REQUEST — Count the lines below that contain the word "metal" and reply with only that number.

SUPPLIED DATA —
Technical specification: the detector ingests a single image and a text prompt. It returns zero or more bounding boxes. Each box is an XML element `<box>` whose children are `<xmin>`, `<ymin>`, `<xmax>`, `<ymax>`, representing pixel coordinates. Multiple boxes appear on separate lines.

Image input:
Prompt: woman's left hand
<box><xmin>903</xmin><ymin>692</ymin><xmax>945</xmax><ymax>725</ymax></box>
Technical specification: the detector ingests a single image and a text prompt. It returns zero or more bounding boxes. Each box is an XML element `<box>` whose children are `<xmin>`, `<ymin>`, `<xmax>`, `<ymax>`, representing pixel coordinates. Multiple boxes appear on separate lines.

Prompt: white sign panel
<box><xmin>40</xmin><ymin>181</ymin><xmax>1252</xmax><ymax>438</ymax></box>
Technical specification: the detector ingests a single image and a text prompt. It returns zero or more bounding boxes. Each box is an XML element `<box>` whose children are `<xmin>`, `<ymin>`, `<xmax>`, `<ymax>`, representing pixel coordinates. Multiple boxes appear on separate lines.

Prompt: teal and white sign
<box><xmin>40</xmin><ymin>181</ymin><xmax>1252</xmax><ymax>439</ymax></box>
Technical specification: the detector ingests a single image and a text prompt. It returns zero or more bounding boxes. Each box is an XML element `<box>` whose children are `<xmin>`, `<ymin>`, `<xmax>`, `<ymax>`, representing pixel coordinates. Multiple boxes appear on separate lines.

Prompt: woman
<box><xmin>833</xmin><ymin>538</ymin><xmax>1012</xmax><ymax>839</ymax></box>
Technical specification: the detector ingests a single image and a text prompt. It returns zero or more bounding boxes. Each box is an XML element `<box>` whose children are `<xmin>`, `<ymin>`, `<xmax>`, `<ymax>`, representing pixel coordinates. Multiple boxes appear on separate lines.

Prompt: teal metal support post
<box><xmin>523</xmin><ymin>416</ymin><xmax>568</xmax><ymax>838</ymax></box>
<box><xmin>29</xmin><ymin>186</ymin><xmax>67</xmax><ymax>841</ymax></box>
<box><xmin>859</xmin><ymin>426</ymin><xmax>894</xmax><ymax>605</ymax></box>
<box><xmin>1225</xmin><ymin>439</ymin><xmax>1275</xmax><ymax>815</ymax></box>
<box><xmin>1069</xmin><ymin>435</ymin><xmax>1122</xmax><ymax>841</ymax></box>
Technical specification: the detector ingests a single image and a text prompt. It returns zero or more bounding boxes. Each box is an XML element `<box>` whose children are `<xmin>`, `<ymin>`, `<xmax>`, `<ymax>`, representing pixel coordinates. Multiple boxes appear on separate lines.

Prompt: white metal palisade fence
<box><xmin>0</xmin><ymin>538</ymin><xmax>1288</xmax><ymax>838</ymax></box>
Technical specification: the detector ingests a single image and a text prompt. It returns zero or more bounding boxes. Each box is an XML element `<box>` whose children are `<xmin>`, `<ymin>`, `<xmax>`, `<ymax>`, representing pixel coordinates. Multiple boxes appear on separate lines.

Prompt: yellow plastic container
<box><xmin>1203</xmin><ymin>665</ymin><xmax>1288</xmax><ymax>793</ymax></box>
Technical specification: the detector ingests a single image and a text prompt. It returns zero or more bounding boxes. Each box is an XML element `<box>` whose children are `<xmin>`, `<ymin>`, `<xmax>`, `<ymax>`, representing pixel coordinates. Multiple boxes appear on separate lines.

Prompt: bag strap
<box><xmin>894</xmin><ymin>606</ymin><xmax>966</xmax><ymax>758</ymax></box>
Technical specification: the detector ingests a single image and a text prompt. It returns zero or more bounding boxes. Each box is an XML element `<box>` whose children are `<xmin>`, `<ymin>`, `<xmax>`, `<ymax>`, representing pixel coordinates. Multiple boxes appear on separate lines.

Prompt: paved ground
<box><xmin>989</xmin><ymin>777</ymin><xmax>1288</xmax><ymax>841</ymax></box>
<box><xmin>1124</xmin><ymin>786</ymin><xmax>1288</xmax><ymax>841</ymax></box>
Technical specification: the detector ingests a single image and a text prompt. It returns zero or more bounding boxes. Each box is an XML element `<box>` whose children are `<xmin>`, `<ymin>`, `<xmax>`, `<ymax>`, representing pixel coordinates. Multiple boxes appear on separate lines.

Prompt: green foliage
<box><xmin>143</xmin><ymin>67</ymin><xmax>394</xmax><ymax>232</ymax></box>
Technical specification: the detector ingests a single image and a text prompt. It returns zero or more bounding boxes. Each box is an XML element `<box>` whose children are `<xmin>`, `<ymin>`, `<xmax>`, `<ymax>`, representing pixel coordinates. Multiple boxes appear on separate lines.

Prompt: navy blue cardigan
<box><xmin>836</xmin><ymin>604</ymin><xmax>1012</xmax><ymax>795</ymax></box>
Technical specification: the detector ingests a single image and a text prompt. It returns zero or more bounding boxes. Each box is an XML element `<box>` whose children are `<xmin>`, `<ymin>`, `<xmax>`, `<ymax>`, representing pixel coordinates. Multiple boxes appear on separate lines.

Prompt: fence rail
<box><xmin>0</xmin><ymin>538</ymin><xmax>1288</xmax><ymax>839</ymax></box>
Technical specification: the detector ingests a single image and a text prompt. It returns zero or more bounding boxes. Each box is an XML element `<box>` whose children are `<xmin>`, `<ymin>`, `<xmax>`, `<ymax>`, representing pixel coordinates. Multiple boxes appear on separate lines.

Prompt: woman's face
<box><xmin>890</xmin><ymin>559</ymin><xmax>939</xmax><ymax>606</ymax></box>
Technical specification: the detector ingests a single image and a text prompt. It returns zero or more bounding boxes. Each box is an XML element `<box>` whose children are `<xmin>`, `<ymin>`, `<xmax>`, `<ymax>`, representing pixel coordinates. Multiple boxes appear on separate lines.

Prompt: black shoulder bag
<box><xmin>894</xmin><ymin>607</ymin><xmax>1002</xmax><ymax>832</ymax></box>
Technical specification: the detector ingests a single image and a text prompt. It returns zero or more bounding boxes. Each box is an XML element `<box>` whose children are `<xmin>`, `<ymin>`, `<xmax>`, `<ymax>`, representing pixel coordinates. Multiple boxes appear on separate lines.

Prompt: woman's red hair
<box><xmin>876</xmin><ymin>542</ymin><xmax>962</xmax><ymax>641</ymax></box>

ANSWER TO THIS PROBLEM — 2